# Fragmento del texto:
Pensemos en personajes como Norma Desmond en Sunset Boulevard, Laura Palmer en Twin Peaks, Kathie Moffat en Retorno al pasadoo Celina Kyle en Batman regresa: qué grandes retratos de psiques y espíritus complejos, encarnados en mujeres lucíferas, encantadoras, insondables, peligrosas, heridas e irreductibles. Estas heroínas ejemplifican esa fina dialéctica entre la singularidad y la tipificación de la que medita Tarkovski y que resuelve con una aparente contradicción: mientras más singular y único el personaje, más armónica su adecuación a un arquetipo o tipo-ideal. Lo que hace el estereotipo es dislocar ese lazo cuántico entre la singularidad inalienable y la pertenencia a una condición universal, atemporal o mítica. El estereotipo codifica, facilita secuencias dramáticas sin recurrir al viaje espiritual que consiste en incorporar a la persona detrás del personaje, ponerse realmente en sus zapatos, abrazar sus miedos y deseos, sus apegos, sus luces y sombras. El estereotipo impide ver lo humano en la monstruosidad y viceversa, separa donde habría que juntar y junta donde habría que separar; transforma una inclinación psicológica en automatismo, lo plausible en predecible, lo inesperado en vodevil barato, estafa ilusionista; hace de la emoción exageración. El estereotipo se disfraza de símbolo, pero es apenas una convención pre-pensada, una suerte de fast-thinking de consumo fácil y edulcorado. En fin, el estereotipo es, no lo duden, el diablo para la poesía.
El desenlace no importa. No importa si metes en una licuadora las escenas más perturbadoras de las obras arriba citadas, aumentas mucha sangre, multiplicas los apéndices y las cavidades, aceleras la cadencia de montaje y los movimientos de cámara hasta marear cientos de perdices, presionas los nervios con música y sonidos viscosos hasta decir basta. No importa, da igual. Desde la fecundación misma de las protagonistas, este experimento ya había fracasado irremediablemente.

# Contenido guardado:
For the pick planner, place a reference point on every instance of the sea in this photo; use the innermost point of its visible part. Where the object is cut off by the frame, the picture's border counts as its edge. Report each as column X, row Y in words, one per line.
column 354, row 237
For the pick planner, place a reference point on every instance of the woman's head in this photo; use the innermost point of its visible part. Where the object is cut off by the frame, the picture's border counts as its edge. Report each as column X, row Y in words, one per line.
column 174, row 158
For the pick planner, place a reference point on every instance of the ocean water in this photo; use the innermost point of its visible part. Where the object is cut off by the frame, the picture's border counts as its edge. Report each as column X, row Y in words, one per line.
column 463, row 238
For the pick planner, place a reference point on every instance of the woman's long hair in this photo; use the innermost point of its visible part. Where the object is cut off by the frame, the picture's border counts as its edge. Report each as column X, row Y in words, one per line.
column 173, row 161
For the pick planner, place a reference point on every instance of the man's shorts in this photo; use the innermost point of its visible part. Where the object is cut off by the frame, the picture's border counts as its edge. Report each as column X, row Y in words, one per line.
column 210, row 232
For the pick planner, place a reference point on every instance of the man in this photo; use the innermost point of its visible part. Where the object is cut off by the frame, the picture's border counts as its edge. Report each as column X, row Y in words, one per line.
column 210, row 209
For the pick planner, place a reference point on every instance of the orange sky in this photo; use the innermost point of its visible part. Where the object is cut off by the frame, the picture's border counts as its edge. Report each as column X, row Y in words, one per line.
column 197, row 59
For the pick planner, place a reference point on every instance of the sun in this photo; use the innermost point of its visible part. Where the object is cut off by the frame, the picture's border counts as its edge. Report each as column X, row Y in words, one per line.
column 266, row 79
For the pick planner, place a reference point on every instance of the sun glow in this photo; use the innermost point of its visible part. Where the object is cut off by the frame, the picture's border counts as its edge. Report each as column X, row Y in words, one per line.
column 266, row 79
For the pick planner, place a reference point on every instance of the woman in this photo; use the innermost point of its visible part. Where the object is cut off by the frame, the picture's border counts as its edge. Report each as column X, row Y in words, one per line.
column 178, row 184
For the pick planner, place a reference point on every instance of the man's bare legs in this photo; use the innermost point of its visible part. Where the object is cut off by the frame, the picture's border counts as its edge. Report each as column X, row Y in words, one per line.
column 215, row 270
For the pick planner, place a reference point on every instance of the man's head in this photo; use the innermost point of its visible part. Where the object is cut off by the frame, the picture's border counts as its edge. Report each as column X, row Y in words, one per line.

# Qué hacer:
a - ¿Podrías reescribir de forma más breve el párrafo del fragmento que empieza con "El desenlace no importa", conservando sus datos principales?
b - ¿Puedes transcribir textualmente la parte del fragmento comprendida entre "El desenlace no" y "había fracasado irremediablemente.", ambos incluidos?

# Respuestas escritas:
a - El desenlace no importa. Da igual mezclar las escenas más perturbadoras de las obras citadas, añadir más sangre, apéndices y cavidades, acelerar el montaje y los movimientos de cámara o saturar los nervios con música y sonidos viscosos: el experimento fracasó sin remedio desde la fecundación misma de las protagonistas.

b -
El desenlace no importa. No importa si metes en una licuadora las escenas más perturbadoras de las obras arriba citadas, aumentas mucha sangre, multiplicas los apéndices y las cavidades, aceleras la cadencia de montaje y los movimientos de cámara hasta marear cientos de perdices, presionas los nervios con música y sonidos viscosos hasta decir basta. No importa, da igual. Desde la fecundación misma de las protagonistas, este experimento ya había fracasado irremediablemente.